What is expected:
Can you repeat every one of the following lines word for word, from the first to the last?

-------

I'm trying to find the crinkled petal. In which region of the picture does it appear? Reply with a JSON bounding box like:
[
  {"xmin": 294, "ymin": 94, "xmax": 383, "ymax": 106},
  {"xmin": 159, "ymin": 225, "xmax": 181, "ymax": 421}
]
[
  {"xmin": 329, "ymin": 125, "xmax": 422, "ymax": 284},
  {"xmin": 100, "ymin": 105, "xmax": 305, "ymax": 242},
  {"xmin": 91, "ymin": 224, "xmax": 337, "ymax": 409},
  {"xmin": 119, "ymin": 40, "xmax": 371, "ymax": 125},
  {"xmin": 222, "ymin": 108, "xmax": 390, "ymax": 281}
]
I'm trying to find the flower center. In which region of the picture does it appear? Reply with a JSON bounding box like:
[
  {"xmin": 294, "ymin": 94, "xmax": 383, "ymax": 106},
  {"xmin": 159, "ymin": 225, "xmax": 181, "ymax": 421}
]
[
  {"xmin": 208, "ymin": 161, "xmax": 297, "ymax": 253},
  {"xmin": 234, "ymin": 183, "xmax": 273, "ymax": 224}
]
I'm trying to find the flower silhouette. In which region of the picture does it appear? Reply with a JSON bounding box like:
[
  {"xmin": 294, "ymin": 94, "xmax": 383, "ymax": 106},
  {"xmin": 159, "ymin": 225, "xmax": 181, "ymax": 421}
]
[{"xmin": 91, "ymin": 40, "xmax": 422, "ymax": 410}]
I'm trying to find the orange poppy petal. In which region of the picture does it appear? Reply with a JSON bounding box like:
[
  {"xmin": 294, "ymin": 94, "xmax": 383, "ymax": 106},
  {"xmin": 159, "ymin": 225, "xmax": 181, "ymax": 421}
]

-------

Response to the exercise:
I'm trying to find the crinkled petal. In which region of the picture does it appear? Reply with a JSON bounding box like:
[
  {"xmin": 294, "ymin": 94, "xmax": 383, "ymax": 106},
  {"xmin": 159, "ymin": 225, "xmax": 181, "ymax": 421}
]
[
  {"xmin": 329, "ymin": 125, "xmax": 422, "ymax": 284},
  {"xmin": 100, "ymin": 105, "xmax": 305, "ymax": 242},
  {"xmin": 91, "ymin": 224, "xmax": 337, "ymax": 409},
  {"xmin": 119, "ymin": 40, "xmax": 371, "ymax": 125},
  {"xmin": 222, "ymin": 108, "xmax": 390, "ymax": 281}
]
I'm trying to find the flower center. In which region of the picture does it appear? Reply with a JSON bounding box like:
[
  {"xmin": 294, "ymin": 94, "xmax": 383, "ymax": 106},
  {"xmin": 159, "ymin": 225, "xmax": 181, "ymax": 421}
]
[
  {"xmin": 208, "ymin": 161, "xmax": 297, "ymax": 253},
  {"xmin": 234, "ymin": 183, "xmax": 273, "ymax": 224}
]
I'm trying to find the flower silhouette. In which region of the picture does it appear? Reply with a JSON bounding box like:
[
  {"xmin": 294, "ymin": 94, "xmax": 383, "ymax": 106},
  {"xmin": 159, "ymin": 225, "xmax": 181, "ymax": 421}
]
[{"xmin": 91, "ymin": 40, "xmax": 422, "ymax": 410}]
I'm trying to find the orange poppy petal. In which region of the picture does it appear? Reply with a JSON bounding box like:
[
  {"xmin": 294, "ymin": 94, "xmax": 383, "ymax": 106},
  {"xmin": 159, "ymin": 225, "xmax": 181, "ymax": 421}
]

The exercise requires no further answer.